Excerpted data:
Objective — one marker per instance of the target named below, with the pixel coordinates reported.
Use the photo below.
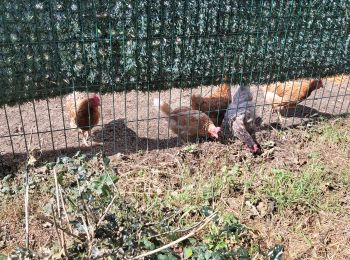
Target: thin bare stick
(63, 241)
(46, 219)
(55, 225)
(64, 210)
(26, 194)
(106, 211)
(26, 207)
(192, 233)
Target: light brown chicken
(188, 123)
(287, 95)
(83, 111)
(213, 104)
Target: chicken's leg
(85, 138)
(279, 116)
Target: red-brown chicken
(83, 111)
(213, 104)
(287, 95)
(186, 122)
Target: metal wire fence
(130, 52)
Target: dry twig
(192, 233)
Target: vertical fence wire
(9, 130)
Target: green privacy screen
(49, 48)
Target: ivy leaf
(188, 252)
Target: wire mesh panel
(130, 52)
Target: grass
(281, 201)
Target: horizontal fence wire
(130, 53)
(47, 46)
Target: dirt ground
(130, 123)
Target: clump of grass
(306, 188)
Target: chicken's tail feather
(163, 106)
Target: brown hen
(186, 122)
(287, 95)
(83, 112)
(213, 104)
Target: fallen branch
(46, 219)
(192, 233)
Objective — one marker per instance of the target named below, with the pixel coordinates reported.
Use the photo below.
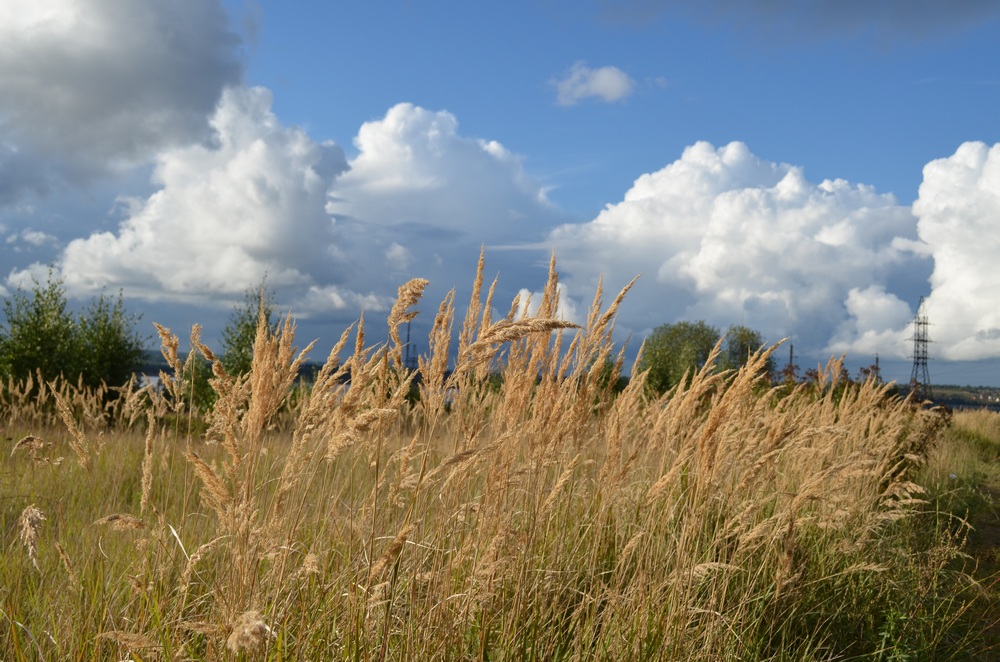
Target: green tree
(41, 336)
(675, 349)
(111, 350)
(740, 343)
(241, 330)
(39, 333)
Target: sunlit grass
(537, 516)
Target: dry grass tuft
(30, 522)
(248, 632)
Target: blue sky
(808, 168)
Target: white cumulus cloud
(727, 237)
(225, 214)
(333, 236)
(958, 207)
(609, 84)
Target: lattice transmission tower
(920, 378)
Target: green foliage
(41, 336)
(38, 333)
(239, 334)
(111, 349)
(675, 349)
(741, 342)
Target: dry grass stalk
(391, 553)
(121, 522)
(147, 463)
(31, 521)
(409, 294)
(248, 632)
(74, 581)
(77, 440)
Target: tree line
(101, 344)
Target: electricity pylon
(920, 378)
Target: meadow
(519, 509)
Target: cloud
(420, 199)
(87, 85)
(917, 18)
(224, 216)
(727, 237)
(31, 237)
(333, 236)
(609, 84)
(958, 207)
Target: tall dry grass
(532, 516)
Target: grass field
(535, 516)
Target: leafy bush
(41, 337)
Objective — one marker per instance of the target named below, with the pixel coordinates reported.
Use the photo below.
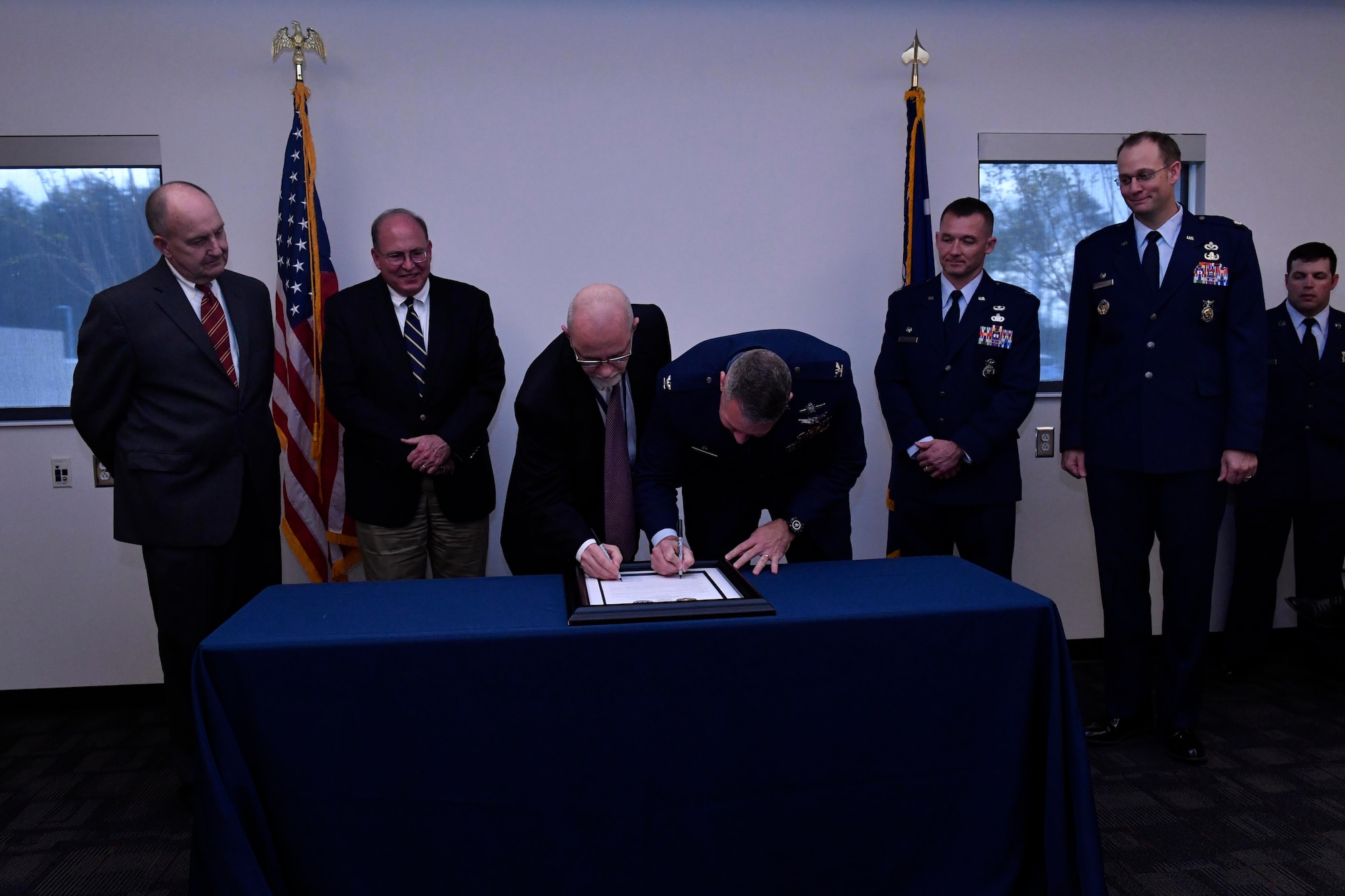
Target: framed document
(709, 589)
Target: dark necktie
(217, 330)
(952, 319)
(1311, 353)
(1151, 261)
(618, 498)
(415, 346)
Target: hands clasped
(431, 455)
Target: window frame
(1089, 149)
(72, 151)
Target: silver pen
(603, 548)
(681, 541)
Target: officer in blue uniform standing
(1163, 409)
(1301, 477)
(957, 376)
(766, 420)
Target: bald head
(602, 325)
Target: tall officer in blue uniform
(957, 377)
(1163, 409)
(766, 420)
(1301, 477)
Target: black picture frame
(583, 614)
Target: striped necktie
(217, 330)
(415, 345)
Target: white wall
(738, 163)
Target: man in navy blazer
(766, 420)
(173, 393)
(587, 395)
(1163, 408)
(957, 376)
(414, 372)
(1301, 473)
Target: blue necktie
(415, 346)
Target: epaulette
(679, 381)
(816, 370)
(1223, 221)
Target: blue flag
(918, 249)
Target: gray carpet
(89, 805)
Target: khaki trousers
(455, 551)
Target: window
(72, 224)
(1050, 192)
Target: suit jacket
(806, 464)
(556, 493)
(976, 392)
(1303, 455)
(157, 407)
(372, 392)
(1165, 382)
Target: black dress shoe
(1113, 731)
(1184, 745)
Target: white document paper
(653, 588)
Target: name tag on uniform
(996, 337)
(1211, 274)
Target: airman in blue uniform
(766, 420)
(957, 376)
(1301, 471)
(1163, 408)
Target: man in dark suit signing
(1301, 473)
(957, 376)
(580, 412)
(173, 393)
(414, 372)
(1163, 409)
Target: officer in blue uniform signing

What is asked: Render all of the data above as a JSON list of strings, one string per line, with blank lines dropped and the pictures left out.

Response to this exercise:
[
  "Objective — one marker per instance of the target named below, with the pixel coordinates reported.",
  "Use the photo below.",
  "Target: thin bare stick",
  "(63, 241)",
  "(46, 219)",
  "(55, 225)",
  "(64, 210)",
  "(26, 194)",
  "(106, 211)",
  "(26, 207)",
  "(192, 233)",
  "Target: light brown chicken",
  "(188, 123)",
  "(287, 95)",
  "(83, 111)",
  "(213, 104)",
  "Target: chicken's leg",
  "(85, 138)",
  "(279, 116)",
  "Target: red-brown chicken",
  "(83, 111)",
  "(213, 104)",
  "(287, 95)",
  "(186, 122)",
  "Target: metal wire fence",
  "(130, 52)",
  "Target: dry twig",
  "(192, 233)",
  "Target: vertical fence wire",
  "(9, 130)",
  "Target: green privacy screen",
  "(49, 48)",
  "Target: ivy leaf",
  "(188, 252)",
  "Target: wire mesh panel",
  "(130, 52)",
  "Target: grass",
  "(281, 201)",
  "Target: horizontal fence wire",
  "(130, 53)",
  "(47, 46)",
  "Target: dirt ground",
  "(130, 123)",
  "Target: clump of grass",
  "(306, 188)",
  "Target: chicken's tail feather",
  "(163, 106)",
  "Target: brown hen",
  "(186, 122)",
  "(287, 95)",
  "(83, 112)",
  "(213, 104)",
  "Target: fallen branch",
  "(46, 219)",
  "(192, 233)",
  "Objective — one marker per instance of the target named below, with the pixel coordinates reported.",
  "Use the photo below.",
  "Target: green tree",
  "(41, 336)",
  "(675, 349)",
  "(111, 350)",
  "(740, 343)",
  "(241, 330)",
  "(39, 333)",
  "Target: sunlit grass",
  "(537, 516)",
  "Target: dry grass tuft",
  "(30, 522)",
  "(248, 632)",
  "Target: blue sky",
  "(808, 168)",
  "Target: white cumulus cloud",
  "(727, 237)",
  "(225, 214)",
  "(333, 236)",
  "(958, 207)",
  "(609, 84)",
  "Target: lattice transmission tower",
  "(920, 378)",
  "Target: green foliage",
  "(41, 336)",
  "(38, 333)",
  "(239, 334)",
  "(111, 349)",
  "(675, 349)",
  "(741, 342)",
  "Target: dry grass stalk",
  "(391, 553)",
  "(121, 522)",
  "(147, 463)",
  "(31, 521)",
  "(409, 294)",
  "(248, 632)",
  "(74, 581)",
  "(77, 440)",
  "Target: tree line",
  "(101, 344)",
  "Target: electricity pylon",
  "(920, 378)",
  "Target: meadow",
  "(519, 509)",
  "Target: cloud",
  "(420, 199)",
  "(87, 85)",
  "(917, 18)",
  "(224, 216)",
  "(727, 237)",
  "(31, 237)",
  "(333, 236)",
  "(609, 84)",
  "(958, 207)",
  "Target: tall dry grass",
  "(532, 516)",
  "Target: grass field",
  "(535, 516)",
  "Target: leafy bush",
  "(41, 337)",
  "Objective — one marker per instance of the target named below, with the pixel coordinates reported.",
  "Use the photo below.",
  "Target: framed document",
  "(709, 589)",
  "Target: dark necktie",
  "(217, 330)",
  "(952, 319)",
  "(1311, 353)",
  "(1151, 261)",
  "(618, 498)",
  "(415, 346)",
  "Target: hands clasped",
  "(431, 455)",
  "Target: window frame",
  "(1089, 149)",
  "(72, 151)",
  "Target: silver pen",
  "(603, 548)",
  "(681, 541)",
  "Target: officer in blue uniform standing",
  "(1163, 409)",
  "(1301, 477)",
  "(957, 376)",
  "(766, 420)",
  "Target: bald head",
  "(602, 325)",
  "Target: tall officer in blue uniform",
  "(957, 377)",
  "(1163, 409)",
  "(766, 420)",
  "(1301, 477)",
  "Target: black picture frame",
  "(583, 614)",
  "Target: striped necktie",
  "(217, 330)",
  "(415, 345)",
  "Target: white wall",
  "(738, 163)",
  "Target: man in navy blazer",
  "(766, 420)",
  "(173, 393)",
  "(587, 395)",
  "(1163, 408)",
  "(957, 376)",
  "(414, 372)",
  "(1301, 473)",
  "Target: blue necktie",
  "(415, 346)",
  "Target: epaulette",
  "(679, 381)",
  "(816, 370)",
  "(1223, 221)",
  "Target: blue flag",
  "(918, 249)",
  "Target: gray carpet",
  "(89, 805)",
  "Target: khaki trousers",
  "(455, 551)",
  "Target: window",
  "(72, 224)",
  "(1050, 192)",
  "Target: suit jacket",
  "(806, 464)",
  "(556, 493)",
  "(976, 392)",
  "(1303, 455)",
  "(157, 407)",
  "(372, 392)",
  "(1165, 382)",
  "Target: black dress shoe",
  "(1113, 731)",
  "(1184, 745)",
  "Target: white document paper",
  "(653, 588)",
  "Target: name tag on uniform",
  "(996, 337)",
  "(1211, 274)",
  "Target: airman in blue uniform",
  "(766, 420)",
  "(957, 376)",
  "(1301, 471)",
  "(1163, 408)",
  "Target: man in dark suit signing",
  "(1301, 473)",
  "(957, 376)",
  "(580, 412)",
  "(173, 393)",
  "(414, 372)",
  "(1163, 409)",
  "Target: officer in blue uniform signing"
]